Goal ▸
Transcribe the rows below verbatim, from the line that contains "One point marks each instance of the curtain" through the line that contains "One point marks each instance of the yellow", with both of those lines included.

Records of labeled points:
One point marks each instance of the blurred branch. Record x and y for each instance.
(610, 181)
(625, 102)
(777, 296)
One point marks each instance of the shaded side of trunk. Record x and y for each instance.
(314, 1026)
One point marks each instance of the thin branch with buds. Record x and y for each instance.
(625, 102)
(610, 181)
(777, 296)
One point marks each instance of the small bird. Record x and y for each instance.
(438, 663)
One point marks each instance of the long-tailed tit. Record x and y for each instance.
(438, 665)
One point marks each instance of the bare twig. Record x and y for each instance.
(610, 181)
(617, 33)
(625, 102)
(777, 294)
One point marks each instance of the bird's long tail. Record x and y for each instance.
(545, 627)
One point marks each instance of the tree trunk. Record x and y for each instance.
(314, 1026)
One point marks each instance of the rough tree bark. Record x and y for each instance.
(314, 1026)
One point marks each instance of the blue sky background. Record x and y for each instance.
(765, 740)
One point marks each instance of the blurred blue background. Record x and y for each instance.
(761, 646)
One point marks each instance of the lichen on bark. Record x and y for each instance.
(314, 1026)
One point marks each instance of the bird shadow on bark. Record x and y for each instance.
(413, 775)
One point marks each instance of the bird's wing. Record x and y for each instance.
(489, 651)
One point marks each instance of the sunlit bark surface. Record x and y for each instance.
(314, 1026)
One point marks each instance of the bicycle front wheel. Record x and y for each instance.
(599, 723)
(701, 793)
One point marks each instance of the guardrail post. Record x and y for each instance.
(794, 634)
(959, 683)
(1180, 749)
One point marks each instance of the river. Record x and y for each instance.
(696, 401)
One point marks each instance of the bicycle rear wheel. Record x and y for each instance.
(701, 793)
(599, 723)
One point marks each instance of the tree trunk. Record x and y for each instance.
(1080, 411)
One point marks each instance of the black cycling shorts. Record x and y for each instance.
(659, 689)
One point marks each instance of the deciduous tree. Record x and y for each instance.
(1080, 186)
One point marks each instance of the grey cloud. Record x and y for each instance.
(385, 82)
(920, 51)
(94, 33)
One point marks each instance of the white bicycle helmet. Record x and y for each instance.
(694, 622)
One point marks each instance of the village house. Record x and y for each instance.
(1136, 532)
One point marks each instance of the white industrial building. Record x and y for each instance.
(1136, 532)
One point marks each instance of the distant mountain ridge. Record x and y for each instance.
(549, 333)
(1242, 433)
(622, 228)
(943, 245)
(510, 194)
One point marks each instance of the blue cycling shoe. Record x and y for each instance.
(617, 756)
...
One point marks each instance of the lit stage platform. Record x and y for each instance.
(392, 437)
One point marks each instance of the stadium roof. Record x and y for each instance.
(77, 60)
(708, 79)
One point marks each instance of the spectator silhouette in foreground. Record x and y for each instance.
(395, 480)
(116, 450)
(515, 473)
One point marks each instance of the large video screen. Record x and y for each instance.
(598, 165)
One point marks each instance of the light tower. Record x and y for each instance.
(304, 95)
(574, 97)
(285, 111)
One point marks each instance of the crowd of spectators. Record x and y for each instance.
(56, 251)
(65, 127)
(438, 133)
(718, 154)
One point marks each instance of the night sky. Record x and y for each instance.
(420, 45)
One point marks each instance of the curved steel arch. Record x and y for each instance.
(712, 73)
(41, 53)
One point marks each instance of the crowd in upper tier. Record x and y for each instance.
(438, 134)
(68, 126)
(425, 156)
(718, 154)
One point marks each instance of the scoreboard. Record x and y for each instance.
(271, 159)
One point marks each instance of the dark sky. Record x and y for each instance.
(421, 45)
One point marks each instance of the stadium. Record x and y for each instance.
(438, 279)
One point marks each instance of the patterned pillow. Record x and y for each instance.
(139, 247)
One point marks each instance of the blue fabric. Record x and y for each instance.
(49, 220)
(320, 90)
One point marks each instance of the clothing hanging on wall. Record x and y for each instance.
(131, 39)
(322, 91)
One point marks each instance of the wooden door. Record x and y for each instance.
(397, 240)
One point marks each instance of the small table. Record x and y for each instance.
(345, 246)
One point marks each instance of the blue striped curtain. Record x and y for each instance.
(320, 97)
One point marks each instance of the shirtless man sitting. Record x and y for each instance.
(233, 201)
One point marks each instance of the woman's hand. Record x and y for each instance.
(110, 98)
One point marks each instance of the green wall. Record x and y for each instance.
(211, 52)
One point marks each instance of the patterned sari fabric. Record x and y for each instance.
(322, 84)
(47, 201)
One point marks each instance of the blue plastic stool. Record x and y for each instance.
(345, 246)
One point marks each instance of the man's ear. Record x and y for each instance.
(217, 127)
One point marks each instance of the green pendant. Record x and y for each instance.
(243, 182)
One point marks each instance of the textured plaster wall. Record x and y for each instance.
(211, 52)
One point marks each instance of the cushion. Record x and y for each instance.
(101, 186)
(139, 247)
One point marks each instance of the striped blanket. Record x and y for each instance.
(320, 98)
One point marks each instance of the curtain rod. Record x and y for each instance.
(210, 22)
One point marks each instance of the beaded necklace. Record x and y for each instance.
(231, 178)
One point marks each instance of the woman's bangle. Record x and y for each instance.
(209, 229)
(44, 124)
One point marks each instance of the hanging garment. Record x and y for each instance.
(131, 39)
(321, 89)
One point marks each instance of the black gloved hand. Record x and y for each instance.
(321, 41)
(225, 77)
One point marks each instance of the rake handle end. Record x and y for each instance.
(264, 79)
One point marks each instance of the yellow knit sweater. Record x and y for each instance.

Reply to the task ▸
One point marks each instance of the curtain rod. Record x and y for each instance.
(210, 22)
One point marks each instance of the beaded necklace. Record x and y for each instance.
(231, 178)
One point marks each instance of the woman's bangle. Record x and y for each instance.
(209, 229)
(44, 124)
One point marks each instance of the hanging garment. Record x and y for each instance.
(131, 39)
(321, 89)
One point marks each instance of the black gloved hand. Record x and y for each instance.
(321, 41)
(225, 77)
One point marks each instance of the rake handle end. Record x and y for each instance.
(264, 79)
One point marks each instance of the yellow knit sweater. Record x and y for each instance.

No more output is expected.